→ What is being asked
Copy out each of the rows below exactly as it appears, line by line.

*****

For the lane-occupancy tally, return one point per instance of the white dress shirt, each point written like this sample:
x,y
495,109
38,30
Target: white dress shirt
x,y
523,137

*****

→ Solution for this exercise
For the lane-occupancy tally, return one point per instance of the white dress shirt, each point written like this sample:
x,y
495,109
38,30
Target: white dress shirt
x,y
523,137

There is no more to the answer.